Tally the lines in the entries below that contain the string "pink", with case counting. Reply with the number only.
·····
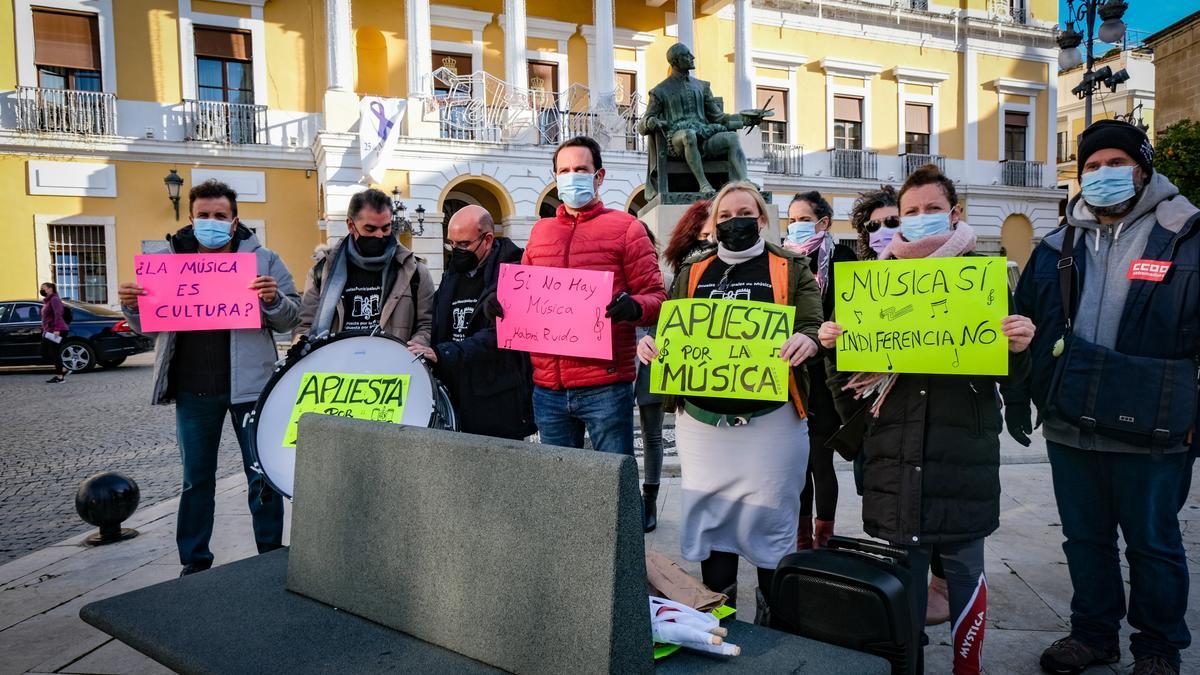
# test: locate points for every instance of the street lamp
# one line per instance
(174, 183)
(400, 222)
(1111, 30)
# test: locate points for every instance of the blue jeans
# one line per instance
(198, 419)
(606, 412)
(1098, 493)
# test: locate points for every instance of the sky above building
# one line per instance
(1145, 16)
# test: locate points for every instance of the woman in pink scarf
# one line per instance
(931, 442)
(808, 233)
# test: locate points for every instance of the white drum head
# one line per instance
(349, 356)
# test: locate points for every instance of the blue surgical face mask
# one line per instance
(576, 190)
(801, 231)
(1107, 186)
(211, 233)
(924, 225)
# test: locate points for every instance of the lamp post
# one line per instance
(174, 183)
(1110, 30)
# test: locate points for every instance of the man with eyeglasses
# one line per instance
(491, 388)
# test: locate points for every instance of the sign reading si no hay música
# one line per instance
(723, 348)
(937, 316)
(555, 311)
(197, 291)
·····
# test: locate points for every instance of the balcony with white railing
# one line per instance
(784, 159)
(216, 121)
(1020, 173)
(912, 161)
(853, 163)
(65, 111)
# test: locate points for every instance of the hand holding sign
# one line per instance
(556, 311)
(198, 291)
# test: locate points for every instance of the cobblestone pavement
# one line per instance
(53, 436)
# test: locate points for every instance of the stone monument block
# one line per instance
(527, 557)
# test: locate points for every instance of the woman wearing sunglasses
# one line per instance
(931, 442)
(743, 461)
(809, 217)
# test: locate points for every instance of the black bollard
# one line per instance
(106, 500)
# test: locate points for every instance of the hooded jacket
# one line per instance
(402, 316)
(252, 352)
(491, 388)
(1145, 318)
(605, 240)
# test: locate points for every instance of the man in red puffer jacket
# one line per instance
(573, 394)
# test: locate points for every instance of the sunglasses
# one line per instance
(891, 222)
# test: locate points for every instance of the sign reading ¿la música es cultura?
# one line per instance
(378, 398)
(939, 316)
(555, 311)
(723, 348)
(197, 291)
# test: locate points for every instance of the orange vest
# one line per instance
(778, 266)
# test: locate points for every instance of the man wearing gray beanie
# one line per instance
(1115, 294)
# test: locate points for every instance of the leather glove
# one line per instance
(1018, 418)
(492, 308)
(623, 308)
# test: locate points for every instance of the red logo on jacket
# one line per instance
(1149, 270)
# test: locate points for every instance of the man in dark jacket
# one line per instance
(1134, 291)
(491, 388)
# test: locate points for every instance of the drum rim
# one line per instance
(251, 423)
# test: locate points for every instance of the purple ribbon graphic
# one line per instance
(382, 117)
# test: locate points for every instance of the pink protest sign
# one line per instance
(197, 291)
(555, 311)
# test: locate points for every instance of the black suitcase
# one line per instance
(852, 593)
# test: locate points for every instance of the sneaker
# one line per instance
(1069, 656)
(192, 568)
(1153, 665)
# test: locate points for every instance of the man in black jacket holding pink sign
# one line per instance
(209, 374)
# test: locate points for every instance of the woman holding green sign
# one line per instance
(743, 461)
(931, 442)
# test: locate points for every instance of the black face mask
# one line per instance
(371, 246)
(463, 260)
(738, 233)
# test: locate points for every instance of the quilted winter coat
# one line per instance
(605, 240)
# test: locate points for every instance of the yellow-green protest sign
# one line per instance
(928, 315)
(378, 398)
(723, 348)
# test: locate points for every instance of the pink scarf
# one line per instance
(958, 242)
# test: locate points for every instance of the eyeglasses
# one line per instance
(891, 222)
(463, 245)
·····
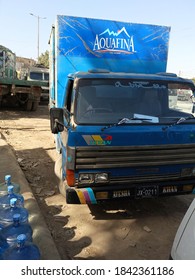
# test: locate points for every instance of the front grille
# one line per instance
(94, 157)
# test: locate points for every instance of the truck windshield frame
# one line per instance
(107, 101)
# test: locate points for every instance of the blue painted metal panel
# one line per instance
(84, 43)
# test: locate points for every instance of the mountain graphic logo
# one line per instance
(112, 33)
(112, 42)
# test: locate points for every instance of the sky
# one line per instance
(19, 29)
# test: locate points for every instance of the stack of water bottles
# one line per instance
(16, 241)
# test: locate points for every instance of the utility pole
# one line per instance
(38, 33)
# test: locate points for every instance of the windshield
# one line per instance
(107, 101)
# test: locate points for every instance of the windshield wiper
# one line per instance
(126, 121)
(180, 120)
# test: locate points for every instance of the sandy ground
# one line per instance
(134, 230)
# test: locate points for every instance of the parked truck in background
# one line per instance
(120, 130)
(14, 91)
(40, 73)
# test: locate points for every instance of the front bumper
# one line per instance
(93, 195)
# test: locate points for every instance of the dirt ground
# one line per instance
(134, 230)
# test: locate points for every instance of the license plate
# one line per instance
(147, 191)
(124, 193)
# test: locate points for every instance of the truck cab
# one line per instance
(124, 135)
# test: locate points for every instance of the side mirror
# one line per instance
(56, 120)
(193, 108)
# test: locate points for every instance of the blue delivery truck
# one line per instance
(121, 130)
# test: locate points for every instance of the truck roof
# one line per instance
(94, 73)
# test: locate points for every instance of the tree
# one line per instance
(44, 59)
·····
• _Finished answer_
4